◆ PROBLEM 1
Pull out every line of the records below that contains the string "given", and treat uppercase and lowercase as different.

UNITED STATES
SECURITIES AND EXCHANGE COMMISSION
Washington, D.C. 20549
 
________________
 
 
FORM 8-K
 
 
CURRENT REPORT
Pursuant to Section 13 or 15(d) of
the Securities Exchange Act of 1934
 
Date of report: June 30, 2009
(Date of earliest event reported)
 
E*TRADE Financial Corporation
(Exact name of Registrant as Specified in its Charter)
 
Delaware
1-11921
94-2844166
(State or other jurisdiction
of incorporation or organization)
(Commission File Number)
 
(I.R.S. Employer
Identification Number)

135 East 57th Street, New York, New York 10022
(Address of Principal Executive Offices and Zip Code)
 
(646) 521-4300
(Registrant’s Telephone Number, including Area Code)
 
Not Applicable
(Former Name or Former Address, if Changed Since Last Report)
 
Check the appropriate box below if the Form 8-K filing is intended to simultaneously satisfy the filing obligation of the registrant under any of the following provisions:
 
¨
Written communications pursuant to Rule 425 under the Securities Act (17 CFR 230.425)
¨
Soliciting material pursuant to Rule 14a-12 under the Exchange Act (17 CFR 240.14a-12)
¨
Pre-commencement communications pursuant to Rule 14d-2(b) under the Exchange Act (17 CFR 240.14d-2(b))
¨
Pre-commencement communications pursuant to Rule 13e-4(c) under the Exchange Act (17 CFR 240.13e-4(c))
 





Item 1.01.
Entry into a Material Definitive Agreement
 
On June 30, 2009, the Company amended its Stockholder Rights Plan to expressly exempt underwriters, initial purchasers or other selling group members who acquire or have the right to acquire the Company’s common stock or securities convertible into or exchangeable for the Company’s common stock pursuant to customary agreements with and between underwriters, initial purchasers or selling group members with respect to bona fide public offerings of such securities or a private placement of such securities pursuant to an exemption under the Securities Act of 1933, as amended.
 
The above description of the terms of the amendment to the Company’s Stockholder Rights Plan is a summary and does not purport to be complete, and is qualified in its entirety by reference to the copy of the Rights Agreement Amendment, attached hereto as Exhibit 4.1 and incorporated herein by reference.
 
 
Item 8.01.
Other Events
 
As previously announced, the Company launched its debt exchange offer for certain of its outstanding high-yield notes (the “Exchange Offer”), on the terms and subject to the conditions set forth in the Offering Memorandum and Consent Solicitation Statement, dated June 22, 2009 (the “Offering Memorandum”), and the related letter of transmittal (the “Letter of Transmittal”).  Pursuant to the Exchange Offer, the Company is offering to exchange more than $1 billion of newly-issued zero coupon Convertible Debentures due 2019 (the “Debentures”) for all of its 8% Senior Notes due 2011 (the “2011 Notes”) and a portion of its 12.5% Springing Lien Notes due 2017 (the “2017 Notes”, and together with the 2011 Notes, the “Notes”).  The complete terms and conditions of the Exchange Offer are set forth in the Offering Memorandum and the Letter of Transmittal that have been sent to holders of the Notes.

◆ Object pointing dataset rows

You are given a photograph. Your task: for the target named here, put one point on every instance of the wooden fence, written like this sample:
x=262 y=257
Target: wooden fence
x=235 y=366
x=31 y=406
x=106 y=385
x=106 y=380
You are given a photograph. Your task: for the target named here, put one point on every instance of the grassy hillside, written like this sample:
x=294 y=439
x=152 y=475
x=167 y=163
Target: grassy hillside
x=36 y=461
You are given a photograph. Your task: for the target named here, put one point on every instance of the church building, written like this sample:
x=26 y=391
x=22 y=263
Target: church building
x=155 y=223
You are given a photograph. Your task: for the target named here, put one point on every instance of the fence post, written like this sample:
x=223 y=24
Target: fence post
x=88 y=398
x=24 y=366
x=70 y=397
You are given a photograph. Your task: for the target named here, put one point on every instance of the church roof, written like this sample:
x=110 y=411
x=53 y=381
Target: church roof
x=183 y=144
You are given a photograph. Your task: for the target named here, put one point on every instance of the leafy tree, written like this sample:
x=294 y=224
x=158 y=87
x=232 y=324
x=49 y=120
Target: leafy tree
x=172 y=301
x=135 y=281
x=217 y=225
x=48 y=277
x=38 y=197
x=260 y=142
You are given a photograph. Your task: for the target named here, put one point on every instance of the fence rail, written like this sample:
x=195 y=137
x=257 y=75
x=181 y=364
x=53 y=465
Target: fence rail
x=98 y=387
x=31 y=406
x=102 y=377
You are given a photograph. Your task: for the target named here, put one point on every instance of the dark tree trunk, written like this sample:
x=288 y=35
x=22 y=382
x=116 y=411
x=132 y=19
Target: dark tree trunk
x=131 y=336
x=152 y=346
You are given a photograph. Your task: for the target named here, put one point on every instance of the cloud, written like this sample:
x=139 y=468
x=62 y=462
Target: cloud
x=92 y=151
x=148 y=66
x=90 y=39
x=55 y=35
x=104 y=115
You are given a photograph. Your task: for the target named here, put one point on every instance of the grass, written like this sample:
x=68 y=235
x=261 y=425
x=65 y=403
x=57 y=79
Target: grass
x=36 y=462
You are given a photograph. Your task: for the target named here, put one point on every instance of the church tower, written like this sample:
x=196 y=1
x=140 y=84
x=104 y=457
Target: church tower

◆ PROBLEM 2
Answer these questions about the E*TRADE filing above:
(a) What date of report does the E*TRADE filing give?
(b) As which exhibit is the Rights Agreement Amendment attached?
(c) What interest rate do the Senior Notes due 2011 carry?

◆ COMPLETE ANSWER 1
You are given a photograph. Your task: for the target named here, put one point on every instance of the wooden fence, written like this sample:
You are given a photograph. Your task: for the target named here, put one point on every instance of the grassy hillside, written like this sample:
You are given a photograph. Your task: for the target named here, put one point on every instance of the church building, written like this sample:
You are given a photograph. Your task: for the target named here, put one point on every instance of the fence post, written like this sample:
You are given a photograph. Your task: for the target named here, put one point on every instance of the church roof, written like this sample:
You are given a photograph. Your task: for the target named here, put one point on every instance of the leafy tree, written like this sample:
You are given a photograph. Your task: for the target named here, put one point on every instance of the fence rail, written like this sample:
You are given a photograph. Your task: for the target named here, put one point on every instance of the dark tree trunk, written like this sample:
You are given a photograph. Your task: for the target named here, put one point on every instance of the cloud, written like this sample:
You are given a photograph. Your task: for the target named here, put one point on every instance of the grass, written like this sample:
You are given a photograph. Your task: for the target named here, put one point on every instance of the church tower, written like this sample:

◆ COMPLETE ANSWER 2
(a) June 30, 2009
(b) Exhibit 4.1
(c) 8%